--- EXERCISES TO COMPLETE ---
1. List every organization named in the Career section of the Diana Anderson biography below.
2. In the Diana Anderson biography below, rewrite the passage starting with "- Born: 29 January" and going on through "civil servant (1935–1995)", swapping "Colonel" for "Brigadier".

- Born: 29 January 1935 Portsmouth, England
- Died: 18 September 1995 (aged 60) St Margaret's at Cliffe, England
- Allegiance: United Kingdom
- Branch: British Army
- Service years: 1958–c. 1992
- Rank: Colonel
- Unit: Queen Alexandra's Royal Army Nursing Corps
- Awards: Royal Red Cross Officer of the Order of St John

= Diana Anderson =

British nurse, midwife and civil servant (1935–1995)

Colonel Diana Geraldine Mary Anderson, (29 January 1935 – 18 September 1995) was a British nurse, midwife and civil servant.

==Career==
She began training as a nurse in 1952, aged 17, at the Royal Surrey County Hospital in Guildford. She later trained as a midwife, a trade she practiced in military hospitals after becoming a Nursing Officer for Queen Alexandra's Royal Army Nursing Corps (QARANC) in February 1958. She later began training others in midwifery and became an examiner of the Central Midwives Board.

--- EXTRACTED MATERIAL ---
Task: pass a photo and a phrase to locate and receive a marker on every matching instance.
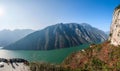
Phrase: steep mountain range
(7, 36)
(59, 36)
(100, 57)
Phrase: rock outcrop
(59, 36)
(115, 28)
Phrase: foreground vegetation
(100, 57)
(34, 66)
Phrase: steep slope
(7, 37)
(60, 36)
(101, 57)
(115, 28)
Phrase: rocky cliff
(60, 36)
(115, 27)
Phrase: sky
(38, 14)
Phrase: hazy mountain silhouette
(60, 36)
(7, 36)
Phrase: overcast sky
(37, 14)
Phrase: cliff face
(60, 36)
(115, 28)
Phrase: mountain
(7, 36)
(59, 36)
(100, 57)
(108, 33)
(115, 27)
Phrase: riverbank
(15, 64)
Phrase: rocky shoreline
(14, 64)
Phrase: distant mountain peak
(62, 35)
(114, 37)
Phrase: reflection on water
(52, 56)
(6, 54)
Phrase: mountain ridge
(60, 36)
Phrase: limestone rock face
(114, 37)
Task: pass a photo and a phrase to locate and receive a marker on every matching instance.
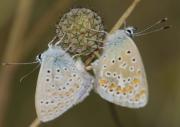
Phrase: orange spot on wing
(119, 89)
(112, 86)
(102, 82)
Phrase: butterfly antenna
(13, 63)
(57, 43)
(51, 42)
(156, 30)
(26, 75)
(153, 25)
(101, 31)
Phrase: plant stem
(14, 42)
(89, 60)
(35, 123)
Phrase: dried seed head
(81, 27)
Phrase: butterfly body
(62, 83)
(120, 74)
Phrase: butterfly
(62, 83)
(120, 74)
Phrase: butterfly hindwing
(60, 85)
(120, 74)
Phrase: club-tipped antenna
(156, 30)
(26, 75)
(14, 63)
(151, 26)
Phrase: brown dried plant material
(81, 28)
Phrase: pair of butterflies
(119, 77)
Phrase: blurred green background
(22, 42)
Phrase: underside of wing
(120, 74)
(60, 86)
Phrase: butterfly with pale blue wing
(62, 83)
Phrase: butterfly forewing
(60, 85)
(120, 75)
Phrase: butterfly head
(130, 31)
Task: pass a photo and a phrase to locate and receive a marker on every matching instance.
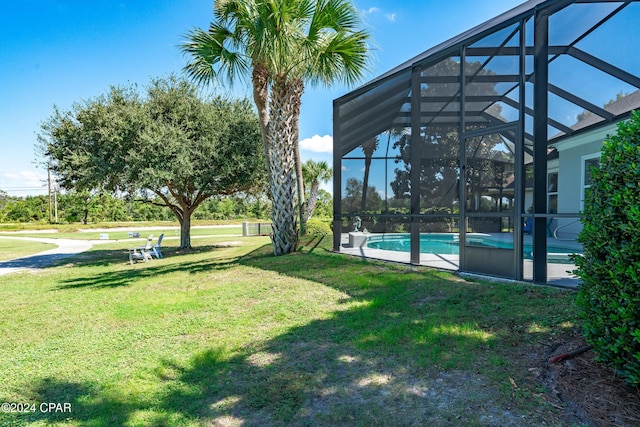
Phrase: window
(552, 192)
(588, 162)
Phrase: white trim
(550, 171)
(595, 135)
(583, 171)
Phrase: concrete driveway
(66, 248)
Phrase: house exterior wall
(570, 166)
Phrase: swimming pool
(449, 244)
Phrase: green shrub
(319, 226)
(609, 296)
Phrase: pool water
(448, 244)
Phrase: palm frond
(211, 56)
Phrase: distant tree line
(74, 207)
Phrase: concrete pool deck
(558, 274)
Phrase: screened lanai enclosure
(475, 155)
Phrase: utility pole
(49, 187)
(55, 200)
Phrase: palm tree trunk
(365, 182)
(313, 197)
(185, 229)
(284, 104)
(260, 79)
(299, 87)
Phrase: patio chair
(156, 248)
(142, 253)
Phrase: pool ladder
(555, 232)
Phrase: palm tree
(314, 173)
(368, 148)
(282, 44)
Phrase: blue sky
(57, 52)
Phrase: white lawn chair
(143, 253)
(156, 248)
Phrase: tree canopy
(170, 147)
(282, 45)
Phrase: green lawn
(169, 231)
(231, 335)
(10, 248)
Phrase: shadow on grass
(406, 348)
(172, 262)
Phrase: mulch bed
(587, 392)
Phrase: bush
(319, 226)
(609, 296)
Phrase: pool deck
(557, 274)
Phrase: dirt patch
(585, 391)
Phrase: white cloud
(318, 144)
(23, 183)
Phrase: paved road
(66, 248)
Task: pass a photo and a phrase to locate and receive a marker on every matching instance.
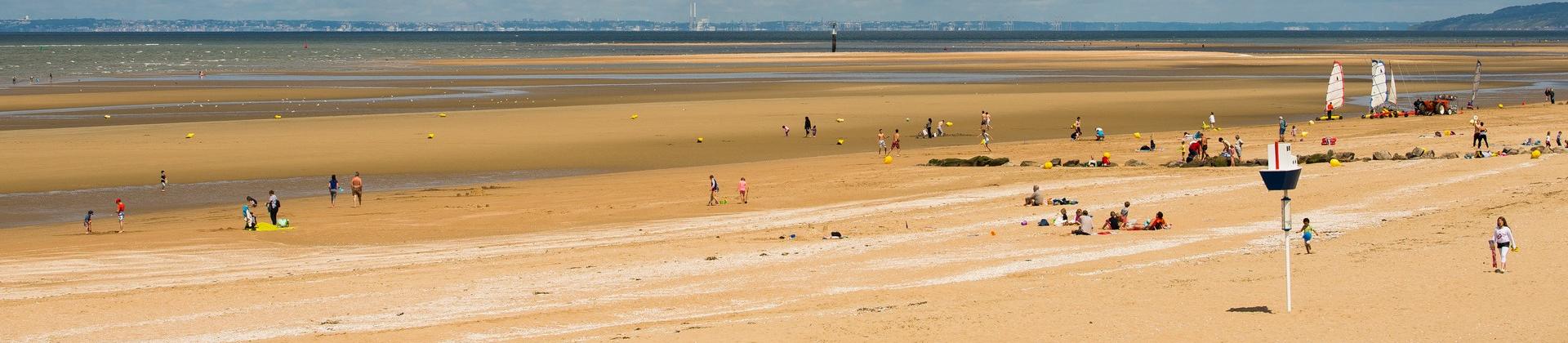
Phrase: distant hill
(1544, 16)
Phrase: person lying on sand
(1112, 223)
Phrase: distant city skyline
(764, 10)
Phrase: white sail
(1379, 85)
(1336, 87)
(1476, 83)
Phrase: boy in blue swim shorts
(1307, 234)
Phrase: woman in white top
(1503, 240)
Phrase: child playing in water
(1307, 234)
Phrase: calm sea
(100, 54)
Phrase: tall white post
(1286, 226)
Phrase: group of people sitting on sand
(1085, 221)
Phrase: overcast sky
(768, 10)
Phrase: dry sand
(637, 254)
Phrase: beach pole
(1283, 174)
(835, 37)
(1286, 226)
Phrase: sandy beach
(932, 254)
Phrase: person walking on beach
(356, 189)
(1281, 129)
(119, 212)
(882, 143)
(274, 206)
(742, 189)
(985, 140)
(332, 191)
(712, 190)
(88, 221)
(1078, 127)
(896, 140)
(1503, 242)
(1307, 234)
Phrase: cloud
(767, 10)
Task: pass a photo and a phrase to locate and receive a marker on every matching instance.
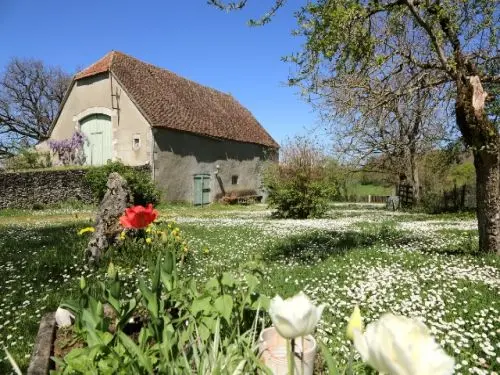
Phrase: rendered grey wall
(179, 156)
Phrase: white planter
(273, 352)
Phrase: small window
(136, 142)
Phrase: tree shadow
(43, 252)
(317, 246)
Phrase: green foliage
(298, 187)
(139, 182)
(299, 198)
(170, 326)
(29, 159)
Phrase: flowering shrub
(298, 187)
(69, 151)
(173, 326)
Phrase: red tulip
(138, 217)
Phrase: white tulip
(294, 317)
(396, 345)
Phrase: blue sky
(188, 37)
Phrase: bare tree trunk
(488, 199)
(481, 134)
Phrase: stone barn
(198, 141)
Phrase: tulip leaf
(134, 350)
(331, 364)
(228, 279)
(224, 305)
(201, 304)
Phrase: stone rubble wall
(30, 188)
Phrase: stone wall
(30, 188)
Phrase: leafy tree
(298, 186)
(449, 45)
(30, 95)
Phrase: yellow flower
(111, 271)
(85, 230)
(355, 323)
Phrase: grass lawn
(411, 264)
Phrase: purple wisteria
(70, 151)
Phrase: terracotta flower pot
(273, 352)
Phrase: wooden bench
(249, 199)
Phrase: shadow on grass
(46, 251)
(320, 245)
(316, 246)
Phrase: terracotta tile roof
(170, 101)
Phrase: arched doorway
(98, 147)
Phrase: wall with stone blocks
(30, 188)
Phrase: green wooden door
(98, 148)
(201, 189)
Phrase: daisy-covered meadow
--
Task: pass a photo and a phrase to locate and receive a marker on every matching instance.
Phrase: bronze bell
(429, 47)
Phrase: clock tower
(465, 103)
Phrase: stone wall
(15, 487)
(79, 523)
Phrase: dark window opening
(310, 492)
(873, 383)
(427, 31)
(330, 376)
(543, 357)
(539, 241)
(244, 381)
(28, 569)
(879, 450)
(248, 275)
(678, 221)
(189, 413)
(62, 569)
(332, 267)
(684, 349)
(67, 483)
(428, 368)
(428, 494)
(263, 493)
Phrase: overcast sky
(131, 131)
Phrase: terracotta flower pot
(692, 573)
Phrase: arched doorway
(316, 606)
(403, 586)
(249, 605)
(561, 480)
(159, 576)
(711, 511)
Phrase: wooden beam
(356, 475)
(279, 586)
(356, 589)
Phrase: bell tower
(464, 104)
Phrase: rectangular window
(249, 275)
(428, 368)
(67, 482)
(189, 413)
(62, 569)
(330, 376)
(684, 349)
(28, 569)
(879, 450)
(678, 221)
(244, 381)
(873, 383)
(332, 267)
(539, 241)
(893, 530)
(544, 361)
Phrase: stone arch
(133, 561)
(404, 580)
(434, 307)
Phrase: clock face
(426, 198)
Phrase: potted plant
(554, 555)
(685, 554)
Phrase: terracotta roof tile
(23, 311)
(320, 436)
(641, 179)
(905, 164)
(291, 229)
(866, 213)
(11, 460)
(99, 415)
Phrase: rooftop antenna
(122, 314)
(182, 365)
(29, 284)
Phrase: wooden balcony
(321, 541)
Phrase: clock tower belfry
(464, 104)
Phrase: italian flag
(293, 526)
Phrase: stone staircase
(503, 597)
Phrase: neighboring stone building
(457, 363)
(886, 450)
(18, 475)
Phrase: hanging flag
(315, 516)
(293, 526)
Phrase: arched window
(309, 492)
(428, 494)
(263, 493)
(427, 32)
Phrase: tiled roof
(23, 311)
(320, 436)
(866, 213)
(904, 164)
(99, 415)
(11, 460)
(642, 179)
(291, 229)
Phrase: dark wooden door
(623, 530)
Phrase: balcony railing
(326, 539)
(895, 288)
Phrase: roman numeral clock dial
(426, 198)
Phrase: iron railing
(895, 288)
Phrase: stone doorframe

--- WRITTEN ANSWERS ---
1.
- Royal Surrey County Hospital
- Queen Alexandra's Royal Army Nursing Corps (QARANC)
- Central Midwives Board

2.
- Born: 29 January 1935 Portsmouth, England
- Died: 18 September 1995 (aged 60) St Margaret's at Cliffe, England
- Allegiance: United Kingdom
- Branch: British Army
- Service years: 1958–c. 1992
- Rank: Brigadier
- Unit: Queen Alexandra's Royal Army Nursing Corps
- Awards: Royal Red Cross Officer of the Order of St John

= Diana Anderson =

British nurse, midwife and civil servant (1935–1995)